-- start RECORDS FOR PROCESSING --

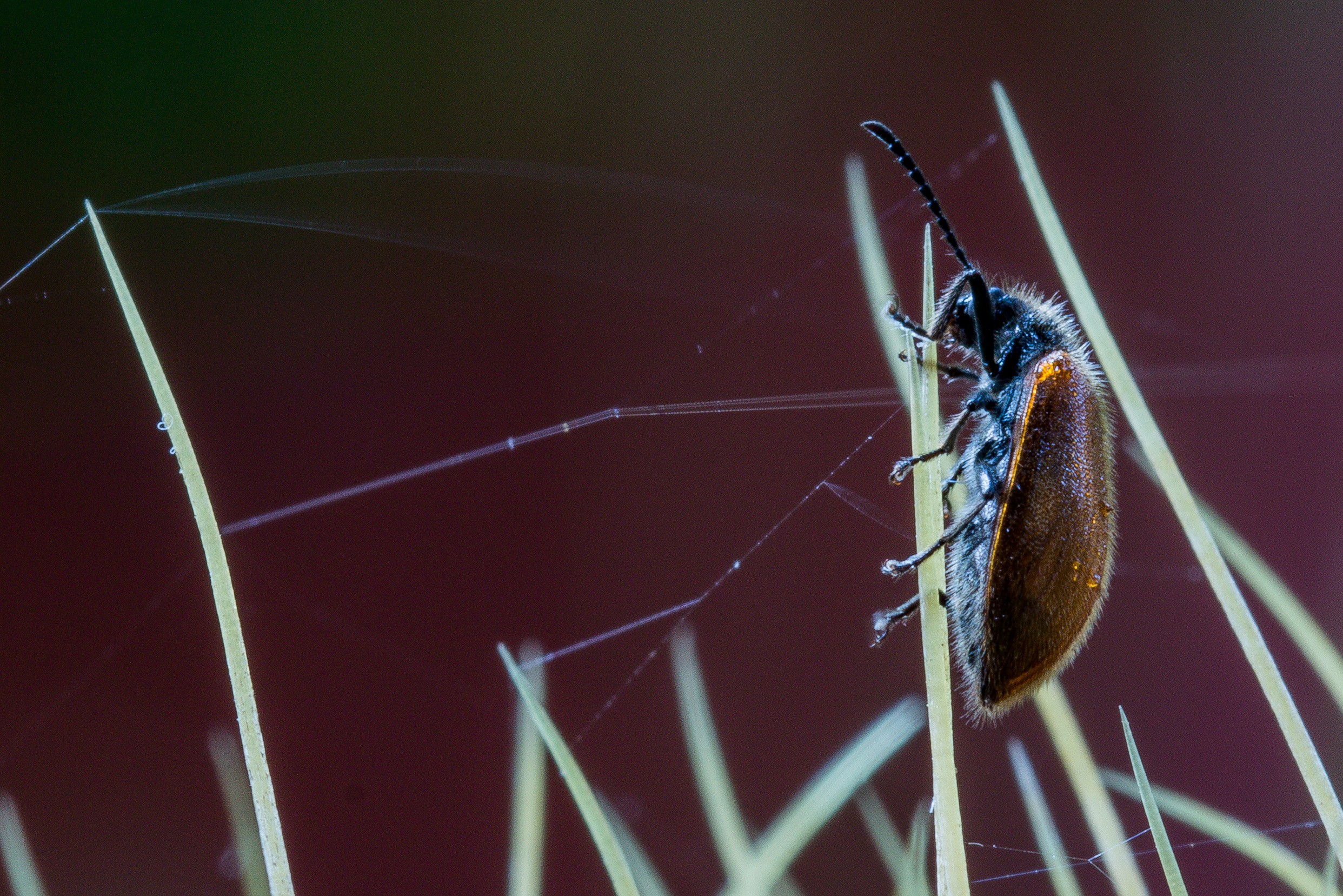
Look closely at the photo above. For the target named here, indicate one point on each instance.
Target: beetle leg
(900, 567)
(948, 444)
(956, 373)
(883, 620)
(950, 483)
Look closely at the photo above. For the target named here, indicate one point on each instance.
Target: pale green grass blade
(527, 836)
(19, 866)
(919, 828)
(884, 834)
(231, 772)
(614, 859)
(1098, 809)
(1268, 586)
(1174, 880)
(645, 874)
(1042, 822)
(226, 608)
(906, 863)
(1259, 848)
(711, 773)
(926, 422)
(1154, 447)
(822, 797)
(876, 273)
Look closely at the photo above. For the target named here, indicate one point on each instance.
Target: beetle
(1030, 556)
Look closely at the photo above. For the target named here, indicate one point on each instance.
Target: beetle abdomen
(1048, 563)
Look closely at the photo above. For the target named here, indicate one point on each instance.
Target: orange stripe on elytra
(1048, 371)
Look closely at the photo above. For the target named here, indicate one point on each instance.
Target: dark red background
(1193, 156)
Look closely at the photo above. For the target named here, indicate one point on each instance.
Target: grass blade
(1102, 819)
(926, 421)
(1231, 832)
(231, 772)
(1174, 880)
(1154, 447)
(614, 859)
(822, 797)
(906, 863)
(1042, 822)
(876, 272)
(884, 834)
(645, 875)
(226, 608)
(527, 837)
(19, 866)
(711, 773)
(1272, 592)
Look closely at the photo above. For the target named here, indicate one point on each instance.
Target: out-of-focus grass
(222, 585)
(1042, 822)
(1268, 586)
(1174, 880)
(906, 863)
(645, 875)
(527, 840)
(231, 773)
(1098, 809)
(1177, 489)
(1231, 832)
(608, 844)
(19, 864)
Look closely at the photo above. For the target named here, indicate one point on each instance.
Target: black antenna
(978, 288)
(894, 144)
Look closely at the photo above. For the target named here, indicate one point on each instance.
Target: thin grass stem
(527, 836)
(608, 845)
(825, 794)
(1231, 832)
(19, 864)
(717, 795)
(926, 422)
(645, 874)
(1042, 822)
(226, 606)
(231, 772)
(1107, 831)
(1272, 592)
(1174, 880)
(1154, 447)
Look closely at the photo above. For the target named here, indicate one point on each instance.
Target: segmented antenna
(894, 144)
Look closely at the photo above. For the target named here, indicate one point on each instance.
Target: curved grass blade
(1259, 848)
(1272, 592)
(1154, 447)
(1042, 822)
(527, 836)
(231, 772)
(645, 875)
(1174, 880)
(226, 606)
(614, 859)
(1107, 832)
(19, 866)
(822, 797)
(711, 773)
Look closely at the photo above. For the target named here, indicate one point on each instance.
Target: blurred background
(661, 218)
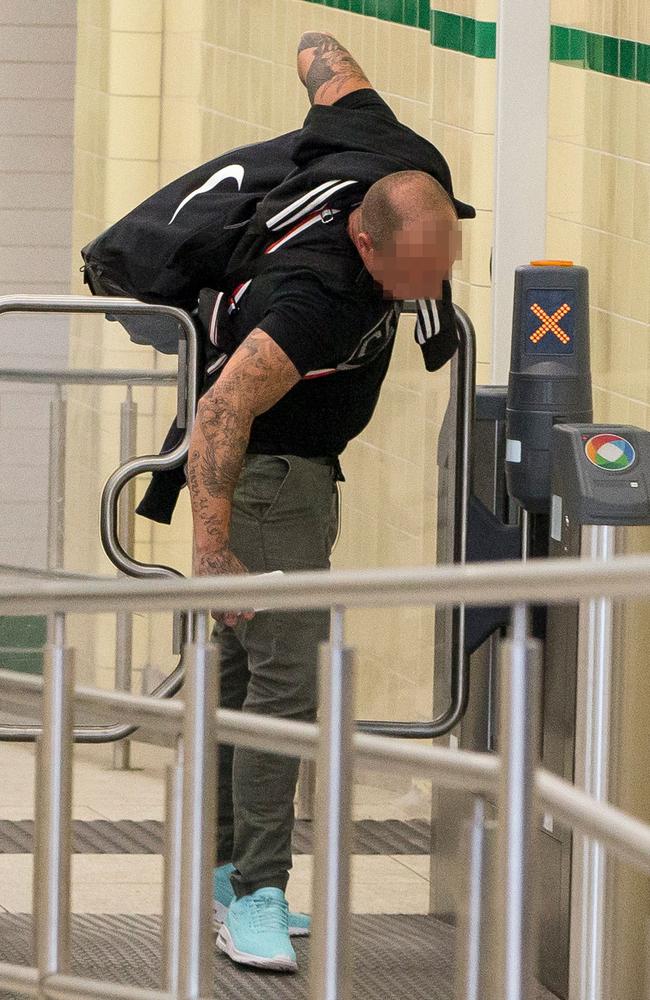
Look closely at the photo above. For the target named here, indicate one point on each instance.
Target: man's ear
(364, 244)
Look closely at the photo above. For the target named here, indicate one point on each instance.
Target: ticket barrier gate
(600, 483)
(600, 488)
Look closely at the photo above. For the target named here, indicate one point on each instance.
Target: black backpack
(183, 237)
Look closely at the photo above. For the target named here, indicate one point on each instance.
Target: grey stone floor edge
(393, 957)
(146, 837)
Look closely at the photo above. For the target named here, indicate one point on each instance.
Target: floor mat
(394, 957)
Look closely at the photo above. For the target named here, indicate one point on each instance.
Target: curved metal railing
(186, 407)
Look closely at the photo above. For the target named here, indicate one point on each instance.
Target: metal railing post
(521, 661)
(331, 967)
(56, 481)
(172, 873)
(198, 814)
(53, 809)
(474, 937)
(126, 528)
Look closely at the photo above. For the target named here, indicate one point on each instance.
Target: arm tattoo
(251, 383)
(332, 66)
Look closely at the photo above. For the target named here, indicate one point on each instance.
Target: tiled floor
(111, 883)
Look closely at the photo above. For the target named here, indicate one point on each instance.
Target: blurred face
(418, 260)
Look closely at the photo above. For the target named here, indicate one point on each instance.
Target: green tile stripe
(414, 13)
(21, 640)
(621, 57)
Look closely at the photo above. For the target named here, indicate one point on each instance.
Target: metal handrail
(541, 581)
(513, 774)
(187, 389)
(89, 376)
(459, 681)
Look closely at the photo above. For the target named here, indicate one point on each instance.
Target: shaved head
(399, 199)
(408, 235)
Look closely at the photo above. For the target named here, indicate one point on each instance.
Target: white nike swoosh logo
(236, 171)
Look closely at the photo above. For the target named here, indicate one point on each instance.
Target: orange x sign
(550, 323)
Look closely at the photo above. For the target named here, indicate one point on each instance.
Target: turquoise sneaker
(223, 895)
(256, 931)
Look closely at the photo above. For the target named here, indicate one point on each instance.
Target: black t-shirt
(316, 300)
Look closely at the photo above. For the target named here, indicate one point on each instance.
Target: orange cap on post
(551, 263)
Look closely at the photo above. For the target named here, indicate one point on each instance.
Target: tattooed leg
(327, 69)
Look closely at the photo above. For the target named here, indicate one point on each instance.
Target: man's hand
(257, 375)
(327, 69)
(214, 563)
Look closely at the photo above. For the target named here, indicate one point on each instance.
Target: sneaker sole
(281, 963)
(219, 913)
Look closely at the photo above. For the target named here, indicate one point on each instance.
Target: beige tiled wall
(599, 208)
(164, 85)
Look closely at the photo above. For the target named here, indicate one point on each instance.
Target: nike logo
(236, 171)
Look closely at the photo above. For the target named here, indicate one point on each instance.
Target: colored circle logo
(610, 452)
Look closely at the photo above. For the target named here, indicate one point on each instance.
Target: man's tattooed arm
(327, 69)
(256, 377)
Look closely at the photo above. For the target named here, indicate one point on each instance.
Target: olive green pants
(284, 517)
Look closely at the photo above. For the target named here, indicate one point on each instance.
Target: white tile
(36, 227)
(29, 153)
(125, 869)
(53, 117)
(34, 12)
(12, 444)
(30, 44)
(24, 485)
(34, 263)
(28, 80)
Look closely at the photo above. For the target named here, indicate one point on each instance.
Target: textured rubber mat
(130, 837)
(394, 957)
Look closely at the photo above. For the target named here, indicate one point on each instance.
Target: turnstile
(600, 487)
(600, 483)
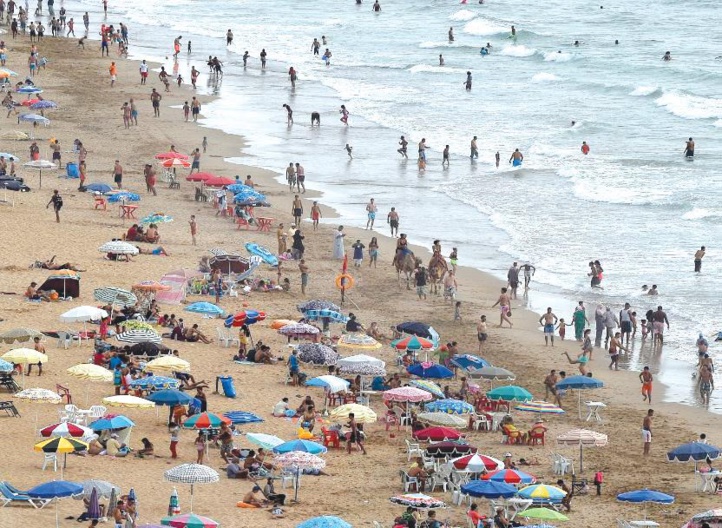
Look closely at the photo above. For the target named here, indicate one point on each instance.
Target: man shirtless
(549, 321)
(504, 303)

-- end RECORDS FOR PROCESSING --

Can you write out the stretch from the start of the items through the line containing "(1193, 156)", both ends included, keeping every line's wording but multiplying each coordinate in the answers by 2.35 and rounding to whole numbers, with halves rounded up? Leave the pictures out.

Look closely at the photo above. For the target named here, indicate one point on each instance.
Target: beetle leg
(2115, 1332)
(2228, 1043)
(2247, 877)
(2075, 1457)
(2233, 1135)
Look closely at the photo above. For the target named here, indicate one point on each instance.
Target: pale green grass blade
(1238, 1965)
(45, 2035)
(2160, 1946)
(2077, 1960)
(543, 1814)
(1443, 2019)
(2580, 1901)
(2980, 1377)
(2759, 2068)
(1516, 2054)
(2449, 1932)
(531, 1429)
(2129, 2028)
(2959, 1993)
(1671, 1817)
(2176, 992)
(2712, 1050)
(1932, 1873)
(2059, 642)
Look closely at the photo above. For the target named here, indicate one point on each instance.
Target: beetle
(2421, 1307)
Look closely at the photo above. For the target named here, indicate one point on each instance.
Target: beetle abdomen
(2463, 1323)
Look closely at the photo above. For the target named here, indicate one point on each instance.
Target: orange stripe on elytra
(2463, 872)
Look closely at the photo above. For the target named here, indicate one point on each instance.
Target: dark red background
(2804, 367)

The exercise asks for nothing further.